## GIVEN INSTRUCTION 1
Answer these questions about the whitepaper on reliable messaging, one short answer per line:
(a) In conjunction with which framework may a reliable exchange provide authentication, privacy, and integrity?
(b) What new domain does the introduction say Web services are growing into?
(c) What short name is given for WS-ReliableMessaging?
## GIVEN INSTRUCTION 2
Could you carry on the whitepaper on reliable messaging, picking up after its last sentence?

## DOCUMENT
┏━━
Reliable Messaging in a Service Oriented Architecture


Shy Cohen
Alan Geller
Chris Kaler
David Langworthy
Rodney Limprecht


This document describes the issues around reliable messaging in a Service Oriented Architecture and describes a comprehensive solution based on the Web services specifications. The approach described in this whitepaper introduces a reliable message sequence for the exchange of one or more messages in a transport-independent and reliable manner. Further, in conjunction with the WS-Security Framework, a reliable exchange may provide authentication, privacy, and integrity.

Together the specifications identified in this paper provide a comprehensive and integrated set of protocols for secure reliable messages across service boundaries.

1. Introduction and Motivation

Web services are deployed broadly within and across enterprises and are growing into new domains such as devices. This success has increased demand for functionality, reliability, and security. Reliable communication is essential to mission-critical applications.

End-to-end reliable messaging dramatically reduces the error conditions that an application developer must contend with. For example, in the absence of reliable messaging, messages sent to another service may never reach their intended destination, without any notification of failure to the sender. In other cases, messages may be duplicated or received out of order. These Partial Failure conditions are extremely difficult to detect, manage, and recover from. A reliable messaging system manages this complexity for developers in a uniform way.

The Web services Reliable Messaging specification (WS-ReliableMessaging, or WS-RM) [WSRM] addresses the need for reliable message exchange in a Service Oriented Architecture (SOA). Building these applications using the reliable Service Oriented Architecture provides the additional benefits of interoperability, versioning, security, and transport independence.
┗━━
## MATERIAL PROVIDED
┏━━
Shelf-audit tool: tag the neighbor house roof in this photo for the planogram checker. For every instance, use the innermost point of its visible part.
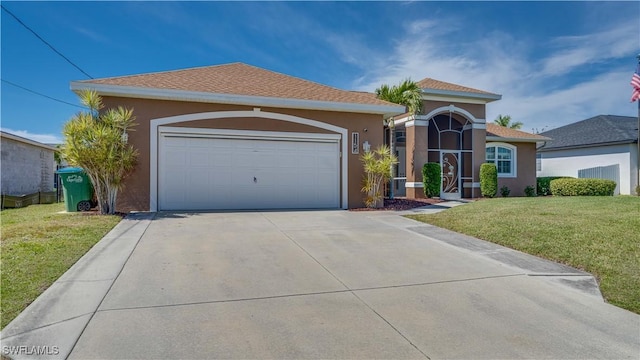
(238, 83)
(500, 133)
(437, 87)
(21, 139)
(596, 131)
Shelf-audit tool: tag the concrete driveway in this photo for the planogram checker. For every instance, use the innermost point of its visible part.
(315, 284)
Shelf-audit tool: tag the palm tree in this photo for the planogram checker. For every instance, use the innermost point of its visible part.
(407, 93)
(96, 140)
(505, 120)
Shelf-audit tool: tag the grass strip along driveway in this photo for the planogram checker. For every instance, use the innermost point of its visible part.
(38, 245)
(599, 235)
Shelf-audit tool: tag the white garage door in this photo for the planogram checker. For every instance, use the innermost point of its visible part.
(202, 169)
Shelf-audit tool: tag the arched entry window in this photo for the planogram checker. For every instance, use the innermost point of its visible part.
(504, 156)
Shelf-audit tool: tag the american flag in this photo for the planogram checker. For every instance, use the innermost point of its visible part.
(635, 82)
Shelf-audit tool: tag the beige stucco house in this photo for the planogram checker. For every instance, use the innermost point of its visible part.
(235, 136)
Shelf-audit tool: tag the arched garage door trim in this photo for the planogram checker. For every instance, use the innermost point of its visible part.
(156, 123)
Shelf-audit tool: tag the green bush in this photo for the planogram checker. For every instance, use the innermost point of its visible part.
(488, 180)
(543, 184)
(582, 187)
(432, 179)
(530, 191)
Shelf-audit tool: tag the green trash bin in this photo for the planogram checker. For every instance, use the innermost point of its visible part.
(77, 188)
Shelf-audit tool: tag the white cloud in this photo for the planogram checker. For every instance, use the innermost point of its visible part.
(42, 138)
(575, 51)
(538, 88)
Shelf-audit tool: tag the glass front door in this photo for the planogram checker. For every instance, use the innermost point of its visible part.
(449, 161)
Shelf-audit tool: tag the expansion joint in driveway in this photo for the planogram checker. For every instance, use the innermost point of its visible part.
(114, 279)
(347, 290)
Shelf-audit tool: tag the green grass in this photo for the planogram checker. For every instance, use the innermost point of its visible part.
(37, 246)
(600, 235)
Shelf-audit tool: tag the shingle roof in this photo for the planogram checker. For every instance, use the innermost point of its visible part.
(241, 79)
(429, 83)
(598, 130)
(507, 133)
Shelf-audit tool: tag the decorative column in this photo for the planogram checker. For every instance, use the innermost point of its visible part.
(417, 156)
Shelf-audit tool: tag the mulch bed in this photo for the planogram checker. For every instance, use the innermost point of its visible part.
(398, 203)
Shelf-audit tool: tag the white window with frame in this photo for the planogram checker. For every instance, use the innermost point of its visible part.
(538, 162)
(504, 156)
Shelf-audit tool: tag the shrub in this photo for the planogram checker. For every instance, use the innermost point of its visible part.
(377, 167)
(543, 184)
(582, 187)
(488, 179)
(432, 179)
(530, 191)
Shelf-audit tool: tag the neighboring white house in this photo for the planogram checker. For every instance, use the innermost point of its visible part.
(604, 146)
(27, 166)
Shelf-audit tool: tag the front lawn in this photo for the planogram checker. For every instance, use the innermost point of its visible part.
(37, 246)
(600, 235)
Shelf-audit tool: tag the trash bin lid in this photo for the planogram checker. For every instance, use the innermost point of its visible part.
(70, 170)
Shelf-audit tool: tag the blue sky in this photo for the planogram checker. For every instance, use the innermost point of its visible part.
(554, 62)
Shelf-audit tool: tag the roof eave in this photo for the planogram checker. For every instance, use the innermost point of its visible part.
(486, 98)
(582, 146)
(507, 139)
(26, 141)
(206, 97)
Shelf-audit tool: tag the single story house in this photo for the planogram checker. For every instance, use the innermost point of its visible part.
(236, 136)
(28, 166)
(604, 146)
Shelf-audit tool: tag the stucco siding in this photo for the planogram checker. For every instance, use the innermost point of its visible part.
(136, 194)
(26, 168)
(525, 168)
(569, 162)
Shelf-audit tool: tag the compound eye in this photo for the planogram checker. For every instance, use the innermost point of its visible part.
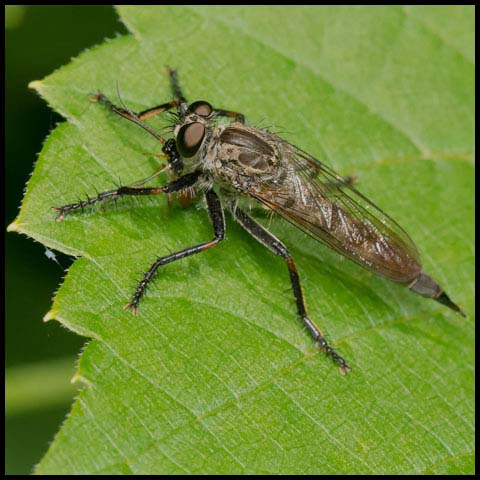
(202, 108)
(189, 139)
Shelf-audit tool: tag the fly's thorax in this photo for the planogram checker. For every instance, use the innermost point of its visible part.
(240, 158)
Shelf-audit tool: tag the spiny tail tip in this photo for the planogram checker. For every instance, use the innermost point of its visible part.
(444, 299)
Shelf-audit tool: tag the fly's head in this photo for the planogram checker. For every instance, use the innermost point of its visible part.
(195, 120)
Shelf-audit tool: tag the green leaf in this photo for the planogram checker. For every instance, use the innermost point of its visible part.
(216, 374)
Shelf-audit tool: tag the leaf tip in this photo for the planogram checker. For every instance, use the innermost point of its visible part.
(77, 378)
(13, 227)
(36, 85)
(49, 316)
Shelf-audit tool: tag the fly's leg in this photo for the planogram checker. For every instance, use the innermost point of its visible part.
(181, 183)
(277, 247)
(215, 212)
(239, 117)
(133, 116)
(177, 91)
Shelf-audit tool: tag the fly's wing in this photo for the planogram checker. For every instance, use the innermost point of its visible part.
(314, 198)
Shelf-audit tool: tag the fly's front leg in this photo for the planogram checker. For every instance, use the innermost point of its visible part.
(181, 183)
(132, 116)
(239, 117)
(215, 212)
(277, 247)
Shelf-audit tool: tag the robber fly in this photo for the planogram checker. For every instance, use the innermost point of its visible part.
(235, 160)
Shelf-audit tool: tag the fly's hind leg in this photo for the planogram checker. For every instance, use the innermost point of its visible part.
(277, 247)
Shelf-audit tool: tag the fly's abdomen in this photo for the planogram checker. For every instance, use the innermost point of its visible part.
(355, 236)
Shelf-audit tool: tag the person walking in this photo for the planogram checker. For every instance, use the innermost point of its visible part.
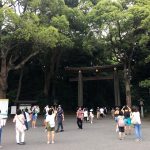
(1, 125)
(60, 119)
(91, 116)
(79, 115)
(50, 126)
(121, 125)
(85, 111)
(136, 121)
(20, 127)
(127, 111)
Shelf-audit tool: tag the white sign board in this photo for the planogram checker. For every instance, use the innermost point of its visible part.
(25, 106)
(13, 110)
(4, 107)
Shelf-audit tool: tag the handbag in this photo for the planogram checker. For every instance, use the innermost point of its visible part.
(23, 125)
(134, 121)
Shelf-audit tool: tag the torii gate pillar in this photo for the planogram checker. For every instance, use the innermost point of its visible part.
(80, 89)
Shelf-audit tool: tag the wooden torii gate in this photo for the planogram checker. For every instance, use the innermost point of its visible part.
(80, 79)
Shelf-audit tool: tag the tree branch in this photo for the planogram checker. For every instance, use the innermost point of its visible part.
(23, 61)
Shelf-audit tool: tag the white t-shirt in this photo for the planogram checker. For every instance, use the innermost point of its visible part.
(101, 111)
(136, 115)
(51, 120)
(85, 113)
(27, 116)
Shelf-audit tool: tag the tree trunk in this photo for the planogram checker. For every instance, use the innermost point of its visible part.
(51, 72)
(3, 78)
(19, 85)
(127, 85)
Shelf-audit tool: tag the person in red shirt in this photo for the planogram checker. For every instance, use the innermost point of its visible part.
(79, 115)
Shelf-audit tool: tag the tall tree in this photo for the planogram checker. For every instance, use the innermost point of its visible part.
(21, 37)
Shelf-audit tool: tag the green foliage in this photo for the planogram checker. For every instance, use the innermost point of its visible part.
(47, 36)
(61, 23)
(145, 83)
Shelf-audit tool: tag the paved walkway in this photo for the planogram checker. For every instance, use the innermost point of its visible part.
(100, 135)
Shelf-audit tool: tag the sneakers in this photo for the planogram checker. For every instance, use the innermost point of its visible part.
(48, 142)
(21, 143)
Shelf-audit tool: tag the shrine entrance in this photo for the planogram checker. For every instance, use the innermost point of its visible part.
(96, 73)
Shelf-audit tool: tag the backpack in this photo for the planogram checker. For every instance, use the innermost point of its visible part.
(121, 122)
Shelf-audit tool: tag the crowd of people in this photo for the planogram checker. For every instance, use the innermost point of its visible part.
(124, 117)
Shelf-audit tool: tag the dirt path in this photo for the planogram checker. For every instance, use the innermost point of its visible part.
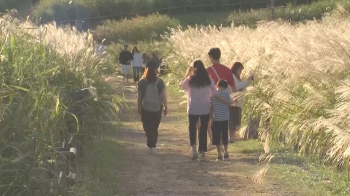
┗━━
## TASK RESULT 1
(a) The WS-Security Framework.
(b) Devices.
(c) WS-RM.

## TASK RESULT 2
WS-ReliableMessaging provides the protocol elements necessary for reliable message exchange. Based on the SOAP processing model, it is designed to compose seamlessly with application messages, creating efficient, reliable application protocols.

Minimizing binding dependencies is an important consideration when designing and deploying services, and WS-ReliableMessaging is specifically designed to provide reliability independent of transport bindings. End-to-end reliability is assured even when communicating over transports with lesser guarantees or in environments where multiple transport connections are required for end-to-end connectivity. WS-ReliableMessaging protocol elements are carried on application messages, in order to identify, track, and acknowledge their successful transfer.

1.1 Reliable Messaging Innovations

The first publication of WS-ReliableMessaging in March of 2003 met the goals outlined above. Seven vendors met and interoperated on this specification in October of 2003. Based on this experience and comments from a feedback workshop in July of 2003, a revised specification was published in March of 2004. The second publication builds upon the first and adds several innovations primarily dealing with performance in enterprise deployments.

Explicit Sequence Creation – The destination of a reliable exchange may allocate the identifier used for the exchange. This added degree of control allows the destination more control over resources. Without this optimization, the destination must maintain state for all delivered messages for the maximum possible transmission delay. For transports such as SMTP, this can be quite long.

Negative Acknowledgements – WS-RM uses an advanced form of sequenced, selective receipt acknowledgements that eliminate performance bottlenecks in high traffic situations. WS-RM now includes negative acknowledgements (Nack), which allow faster recovery from communication failure. An endpoint may Nack a message whenever it thinks there may be a loss without updating the exchange metadata.

Other improvements include providing fault bindings for SOAP 1.1 and 1.2 [SOAP11, SOAP12] and including the highest sequence number allocated on acknowledgement requests.

2. Mechanics of Reliable Delivery

Many errors may interrupt the message exchange process. Messages may be delayed, lost, duplicated, or reordered. Host systems may experience failures and lose volatile state. Connectivity may be intermittent and services may not always be available to participate in message exchange. This section describes how the protocol is used to ensure the reliable transfer of messages, and provides a high-level overview of some implementation details.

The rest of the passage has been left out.